##### Extracted entries #####

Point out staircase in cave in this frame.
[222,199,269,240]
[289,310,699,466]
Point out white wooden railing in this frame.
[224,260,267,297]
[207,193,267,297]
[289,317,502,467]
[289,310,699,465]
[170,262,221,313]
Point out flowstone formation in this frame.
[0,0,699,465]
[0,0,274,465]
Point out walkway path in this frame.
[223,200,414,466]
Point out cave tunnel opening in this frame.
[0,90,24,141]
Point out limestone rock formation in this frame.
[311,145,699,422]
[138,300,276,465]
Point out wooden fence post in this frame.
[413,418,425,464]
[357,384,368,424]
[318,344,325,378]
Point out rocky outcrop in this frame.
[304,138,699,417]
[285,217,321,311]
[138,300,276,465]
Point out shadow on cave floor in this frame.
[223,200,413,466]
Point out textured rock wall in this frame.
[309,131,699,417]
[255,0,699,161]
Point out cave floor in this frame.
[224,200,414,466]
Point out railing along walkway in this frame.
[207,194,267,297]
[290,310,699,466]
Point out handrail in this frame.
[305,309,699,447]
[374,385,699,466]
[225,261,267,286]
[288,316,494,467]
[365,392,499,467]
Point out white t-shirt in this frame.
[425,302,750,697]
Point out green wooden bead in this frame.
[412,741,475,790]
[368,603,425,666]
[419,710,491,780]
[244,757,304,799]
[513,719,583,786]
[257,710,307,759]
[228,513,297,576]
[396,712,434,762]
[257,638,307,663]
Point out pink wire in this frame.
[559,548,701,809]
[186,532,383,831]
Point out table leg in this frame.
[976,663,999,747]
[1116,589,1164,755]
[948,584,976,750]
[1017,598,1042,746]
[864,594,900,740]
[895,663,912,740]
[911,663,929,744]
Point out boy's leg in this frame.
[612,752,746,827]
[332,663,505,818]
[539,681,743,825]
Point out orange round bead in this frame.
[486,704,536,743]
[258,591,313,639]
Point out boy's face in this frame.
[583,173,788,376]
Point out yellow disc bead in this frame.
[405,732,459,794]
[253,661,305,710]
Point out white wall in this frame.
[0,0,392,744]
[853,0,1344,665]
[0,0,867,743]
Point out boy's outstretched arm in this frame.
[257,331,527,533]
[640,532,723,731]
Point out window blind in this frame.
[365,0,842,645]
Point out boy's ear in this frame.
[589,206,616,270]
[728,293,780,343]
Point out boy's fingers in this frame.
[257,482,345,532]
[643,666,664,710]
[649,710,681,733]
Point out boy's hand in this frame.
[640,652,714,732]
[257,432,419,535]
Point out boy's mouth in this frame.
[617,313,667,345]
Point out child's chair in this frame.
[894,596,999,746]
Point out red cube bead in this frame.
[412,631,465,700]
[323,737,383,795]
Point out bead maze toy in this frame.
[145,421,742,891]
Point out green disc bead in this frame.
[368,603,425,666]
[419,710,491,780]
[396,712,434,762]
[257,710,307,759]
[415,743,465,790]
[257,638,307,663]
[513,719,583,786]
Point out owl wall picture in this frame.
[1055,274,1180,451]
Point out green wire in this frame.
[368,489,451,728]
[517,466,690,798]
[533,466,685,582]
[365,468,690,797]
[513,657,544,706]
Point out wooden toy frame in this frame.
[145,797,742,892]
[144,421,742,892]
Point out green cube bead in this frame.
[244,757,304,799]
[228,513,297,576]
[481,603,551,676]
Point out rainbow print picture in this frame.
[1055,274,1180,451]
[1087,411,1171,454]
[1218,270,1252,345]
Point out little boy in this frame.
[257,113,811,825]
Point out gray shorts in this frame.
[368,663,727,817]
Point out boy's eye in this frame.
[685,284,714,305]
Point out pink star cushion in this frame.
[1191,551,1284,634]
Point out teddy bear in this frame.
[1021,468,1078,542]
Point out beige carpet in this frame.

#####

Count the lines in the material above that include the word "cube" and give only that number.

▶ _Full answer_
2